ИСХОДНЫЙ ТЕКСТ
28 мая 1940 г. состоялся заключительный допрос Королёва, на котором он не согласился с некоторыми положениями экспертного заключения, что нашло отражение в его дополнительных показаниях к протоколу об окончании следствия. На следующий день было утверждено обвинительное заключение, в котором Королёв обвинялся в преступлениях, предусмотренных статьями 58-7 и 58-11 УК РСФСР. На этот раз в обвинительном заключении отсутствует пункт статьи 58-8 (контрреволюционная деятельность), а это существенно снижало уровень наказания.

Надежды на освобождение не подтвердились, и борьба продолжилась. 2 июня 1940 г. Королёв обращается в Главную Военную прокуратуру с просьбой вызвать его для личной беседы. Следующее обращение – 10 июня 1940 г. к Верховному Прокурору СССР с той же просьбой. Оба обращения остались без ответа. 13 июля 1940 г. Королёв обращается к Сталину, в письме он излагает перспективы развития ракетной авиации, а также о том и о тех, кто и как мешает ему успешно работать в этой области. Просит назначить новое объективное расследование. Но это был, если применить используемый в ракетном двигателестроении термин, «импульс последействия» – 10 июля 1940 г. Особое совещание при НКВД заочно постановило «заключить Королёва в ИТЛ сроком на 8 лет».

ПРИЛАГАЕМЫЕ ДАННЫЕ

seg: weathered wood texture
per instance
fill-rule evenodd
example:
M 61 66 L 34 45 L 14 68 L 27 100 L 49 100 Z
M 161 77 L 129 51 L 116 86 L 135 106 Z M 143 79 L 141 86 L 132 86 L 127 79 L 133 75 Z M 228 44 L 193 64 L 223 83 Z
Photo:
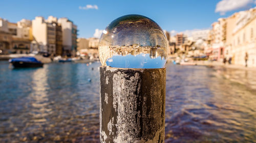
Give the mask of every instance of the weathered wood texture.
M 100 73 L 101 142 L 164 142 L 165 68 Z

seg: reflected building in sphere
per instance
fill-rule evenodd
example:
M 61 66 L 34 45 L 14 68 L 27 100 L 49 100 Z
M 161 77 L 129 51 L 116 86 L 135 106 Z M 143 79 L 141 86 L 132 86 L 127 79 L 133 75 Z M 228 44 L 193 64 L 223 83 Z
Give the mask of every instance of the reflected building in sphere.
M 164 66 L 167 49 L 164 33 L 155 21 L 128 15 L 115 19 L 103 31 L 99 56 L 104 66 L 160 68 Z

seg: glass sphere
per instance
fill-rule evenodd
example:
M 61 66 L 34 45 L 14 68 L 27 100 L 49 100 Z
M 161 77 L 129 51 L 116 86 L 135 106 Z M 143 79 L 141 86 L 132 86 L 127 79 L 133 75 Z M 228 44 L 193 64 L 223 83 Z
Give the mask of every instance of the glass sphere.
M 166 37 L 156 22 L 142 15 L 127 15 L 116 19 L 103 30 L 99 57 L 103 66 L 161 68 L 167 49 Z

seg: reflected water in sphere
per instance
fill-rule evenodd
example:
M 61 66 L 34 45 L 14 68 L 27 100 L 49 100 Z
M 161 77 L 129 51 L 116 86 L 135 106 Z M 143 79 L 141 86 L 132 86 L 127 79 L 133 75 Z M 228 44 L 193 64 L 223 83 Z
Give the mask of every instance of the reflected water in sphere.
M 124 68 L 161 68 L 168 43 L 161 27 L 152 19 L 127 15 L 113 21 L 103 31 L 99 56 L 103 66 Z

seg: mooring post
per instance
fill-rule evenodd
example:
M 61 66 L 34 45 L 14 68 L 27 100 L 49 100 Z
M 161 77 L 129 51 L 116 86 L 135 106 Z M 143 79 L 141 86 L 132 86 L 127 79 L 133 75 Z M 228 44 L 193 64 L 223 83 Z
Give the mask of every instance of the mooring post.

ЦЕЛЬ ЗАДАНИЯ
Выпишите из текста о следствии по делу Королёва фрагмент от слов «28 мая 1940» до слов «снижало уровень наказания.» включительно, ничего не меняя. Записи — отдельный материал, не связанный с текстом.

ОТВЕТ
28 мая 1940 г. состоялся заключительный допрос Королёва, на котором он не согласился с некоторыми положениями экспертного заключения, что нашло отражение в его дополнительных показаниях к протоколу об окончании следствия. На следующий день было утверждено обвинительное заключение, в котором Королёв обвинялся в преступлениях, предусмотренных статьями 58-7 и 58-11 УК РСФСР. На этот раз в обвинительном заключении отсутствует пункт статьи 58-8 (контрреволюционная деятельность), а это существенно снижало уровень наказания.